* [The data]
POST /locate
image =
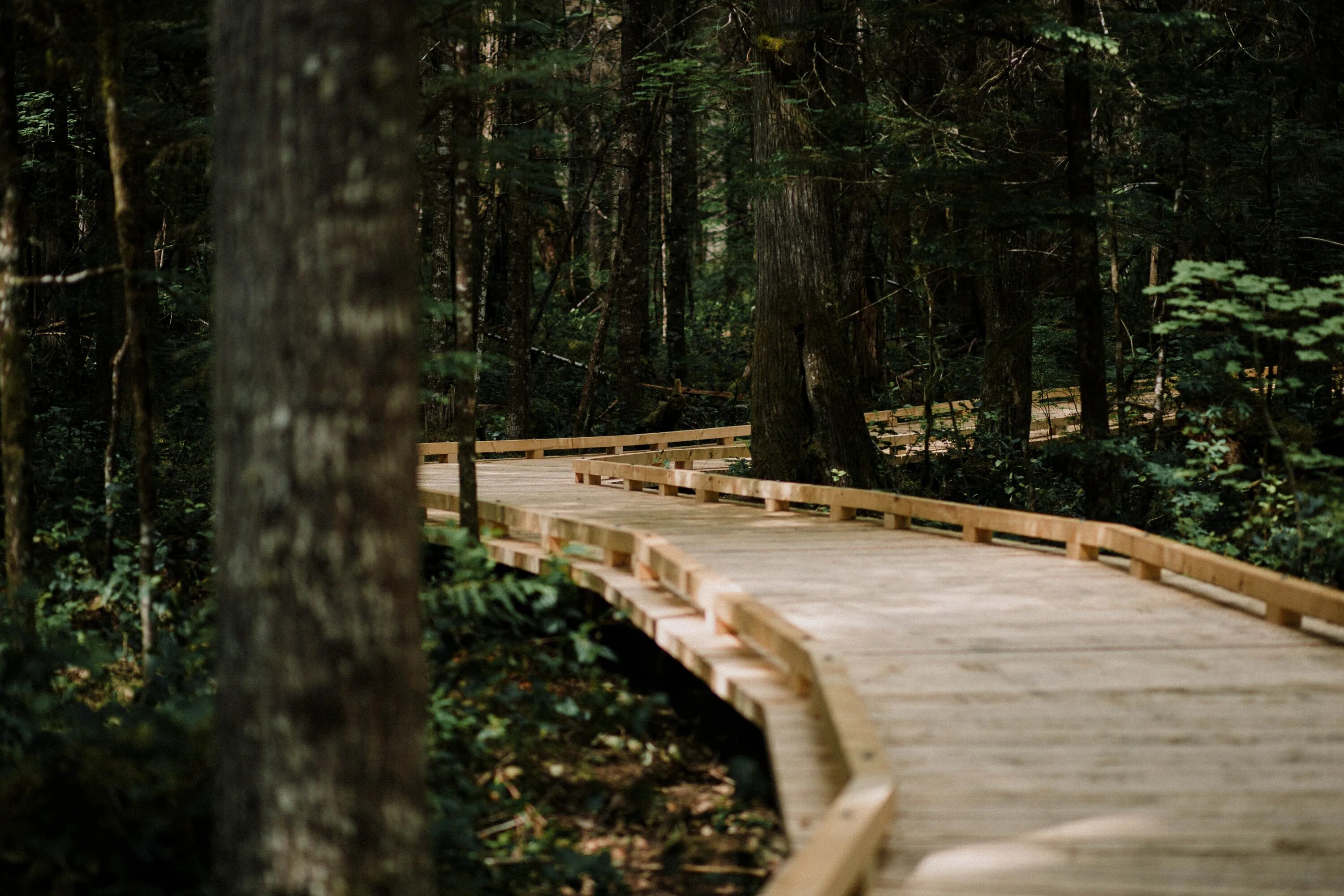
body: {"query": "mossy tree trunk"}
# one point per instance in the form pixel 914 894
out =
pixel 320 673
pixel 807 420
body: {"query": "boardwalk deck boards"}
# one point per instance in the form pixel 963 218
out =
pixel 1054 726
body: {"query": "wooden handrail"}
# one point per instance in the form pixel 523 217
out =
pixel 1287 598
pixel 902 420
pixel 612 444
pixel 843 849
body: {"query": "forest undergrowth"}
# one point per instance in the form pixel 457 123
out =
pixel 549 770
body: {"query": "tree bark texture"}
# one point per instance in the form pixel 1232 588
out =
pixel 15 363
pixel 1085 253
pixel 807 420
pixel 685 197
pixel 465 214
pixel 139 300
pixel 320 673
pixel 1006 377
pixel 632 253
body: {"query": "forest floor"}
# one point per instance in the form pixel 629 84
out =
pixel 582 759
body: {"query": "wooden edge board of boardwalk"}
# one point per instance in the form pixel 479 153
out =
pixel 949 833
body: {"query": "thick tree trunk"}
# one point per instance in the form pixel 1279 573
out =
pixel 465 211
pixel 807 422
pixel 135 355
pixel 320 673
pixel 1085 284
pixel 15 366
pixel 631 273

* [Work to do]
Copy every entry exactly as written. Pictures are excluded.

* [Final answer]
POST /locate
image =
body: {"query": "mossy tree trunk"}
# one point per instance in the form pixel 914 894
out =
pixel 320 673
pixel 807 420
body: {"query": "boardwalk deck boards"}
# one point per instance in the form pixel 963 218
out =
pixel 1054 726
body: {"query": "wooden handrail"}
# one point per instance in the form pixel 523 217
out =
pixel 1287 598
pixel 902 420
pixel 612 444
pixel 843 849
body: {"query": "forest undergrowth"}
# one point per instance in the form pixel 457 123
out =
pixel 549 770
body: {"query": "tree bark texture"}
# one point per instance in the form pixel 1232 588
out =
pixel 15 363
pixel 1085 253
pixel 807 420
pixel 685 197
pixel 465 214
pixel 139 300
pixel 320 673
pixel 1006 377
pixel 632 253
body: {"query": "forest floor"}
# one point per instance in the form pixel 629 84
out =
pixel 582 759
body: {"query": "wooden edge board of boardwalk"}
# one point per instance in the form pixel 479 153
out =
pixel 949 833
body: {"query": "thick tree trunk"}
# one point per instance in the form pixel 1279 573
out =
pixel 465 211
pixel 807 422
pixel 135 355
pixel 320 673
pixel 1085 284
pixel 15 366
pixel 631 273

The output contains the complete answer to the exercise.